_Problem description_
Can you repeat the stored entries below word for word, leaving out the pictures?

Stored entries:
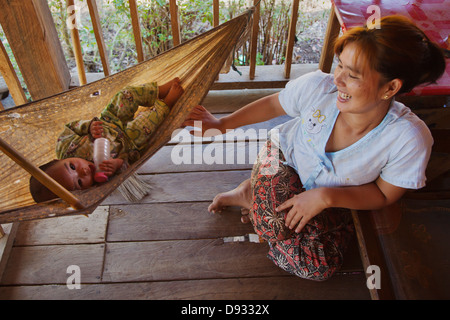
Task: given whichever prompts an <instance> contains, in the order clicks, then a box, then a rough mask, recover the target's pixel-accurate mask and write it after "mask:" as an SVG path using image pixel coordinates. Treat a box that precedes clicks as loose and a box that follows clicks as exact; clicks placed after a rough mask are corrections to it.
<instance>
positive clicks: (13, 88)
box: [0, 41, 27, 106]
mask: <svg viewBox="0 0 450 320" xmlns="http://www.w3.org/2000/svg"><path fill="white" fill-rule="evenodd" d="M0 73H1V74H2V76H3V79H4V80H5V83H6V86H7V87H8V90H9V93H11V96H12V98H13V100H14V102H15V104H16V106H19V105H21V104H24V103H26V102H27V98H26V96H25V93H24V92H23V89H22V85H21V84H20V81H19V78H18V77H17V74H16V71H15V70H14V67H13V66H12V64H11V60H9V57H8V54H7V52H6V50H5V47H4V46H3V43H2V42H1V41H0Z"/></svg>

_Expected answer_
Task: given whichever prompts an <instance> contains, in the order clicks, then a box, then a rough mask, recover the target's pixel-accurate mask and write it after "mask:" as an SVG path using image pixel coordinates. Treat a box that precedes clicks as loose and a box that follows clicks as exact; clicks placed after a rough mask are corrections to it.
<instance>
positive clicks: (13, 88)
box: [0, 41, 27, 106]
mask: <svg viewBox="0 0 450 320" xmlns="http://www.w3.org/2000/svg"><path fill="white" fill-rule="evenodd" d="M0 73H1V74H2V76H3V79H4V80H5V83H6V86H7V87H8V90H9V93H11V96H12V98H13V100H14V102H15V104H16V106H19V105H21V104H24V103H26V102H27V98H26V96H25V93H24V92H23V89H22V85H21V84H20V81H19V78H18V77H17V74H16V71H15V70H14V67H13V66H12V64H11V60H9V57H8V54H7V52H6V50H5V47H4V46H3V43H2V42H1V41H0Z"/></svg>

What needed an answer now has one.